*WRITTEN PROBLEM*.
Reproduce the material below verbatim, leaving out the pictures.

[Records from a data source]
--

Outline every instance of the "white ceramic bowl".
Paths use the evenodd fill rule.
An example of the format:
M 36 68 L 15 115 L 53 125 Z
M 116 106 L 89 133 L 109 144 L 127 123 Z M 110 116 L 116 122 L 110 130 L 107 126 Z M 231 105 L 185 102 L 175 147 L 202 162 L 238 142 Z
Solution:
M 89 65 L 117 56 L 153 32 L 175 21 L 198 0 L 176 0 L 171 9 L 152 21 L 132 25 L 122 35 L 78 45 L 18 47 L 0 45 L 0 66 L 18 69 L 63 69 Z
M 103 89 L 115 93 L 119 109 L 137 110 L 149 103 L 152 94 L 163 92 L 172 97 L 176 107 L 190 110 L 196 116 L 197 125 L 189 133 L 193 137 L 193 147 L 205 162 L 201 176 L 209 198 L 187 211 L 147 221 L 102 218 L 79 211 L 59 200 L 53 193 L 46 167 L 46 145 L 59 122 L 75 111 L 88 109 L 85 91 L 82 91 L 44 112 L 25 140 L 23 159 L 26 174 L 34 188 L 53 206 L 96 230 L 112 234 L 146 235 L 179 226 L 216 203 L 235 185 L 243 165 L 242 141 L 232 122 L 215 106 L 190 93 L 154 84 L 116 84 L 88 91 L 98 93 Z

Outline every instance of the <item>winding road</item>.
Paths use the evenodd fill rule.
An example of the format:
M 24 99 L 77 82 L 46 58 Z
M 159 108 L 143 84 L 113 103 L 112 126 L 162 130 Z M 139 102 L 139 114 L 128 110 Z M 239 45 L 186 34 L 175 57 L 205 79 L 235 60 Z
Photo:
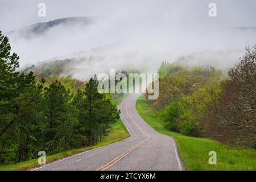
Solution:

--

*OUTPUT FOR THIS EXERCISE*.
Outline every instance of the "white ceramic bowl".
Paths use the evenodd fill rule.
An example of the format:
M 36 68 L 15 115 L 53 125 Z
M 116 106 L 89 133 L 109 144 L 127 123 Z M 110 116 L 116 122 L 110 130 L 107 126 Z M 231 105 L 185 102 L 175 147 L 202 162 L 238 142 Z
Solution:
M 89 65 L 117 56 L 153 32 L 175 21 L 198 0 L 176 0 L 171 9 L 152 21 L 132 25 L 122 35 L 78 45 L 18 47 L 0 45 L 0 66 L 18 69 L 63 69 Z
M 103 89 L 115 93 L 119 109 L 137 110 L 149 103 L 152 94 L 163 92 L 172 97 L 176 107 L 190 110 L 196 116 L 197 125 L 189 133 L 193 137 L 193 147 L 205 162 L 201 176 L 209 198 L 187 211 L 147 221 L 102 218 L 79 211 L 59 200 L 53 193 L 46 167 L 46 145 L 59 122 L 75 111 L 88 109 L 85 91 L 82 91 L 44 112 L 25 140 L 23 159 L 26 174 L 34 188 L 53 206 L 96 230 L 112 234 L 146 235 L 179 226 L 216 203 L 235 185 L 243 165 L 242 141 L 232 122 L 215 106 L 190 93 L 154 84 L 116 84 L 88 91 L 98 93 Z

Outline every instance of the <item>winding road</item>.
Paths use the evenodd fill rule.
An example of the format:
M 24 99 L 77 82 L 46 58 Z
M 159 108 L 143 84 L 113 103 L 112 126 L 162 130 Z M 139 102 L 139 114 L 128 110 Z M 239 45 L 186 34 L 175 57 L 205 79 L 235 60 Z
Photo:
Solution:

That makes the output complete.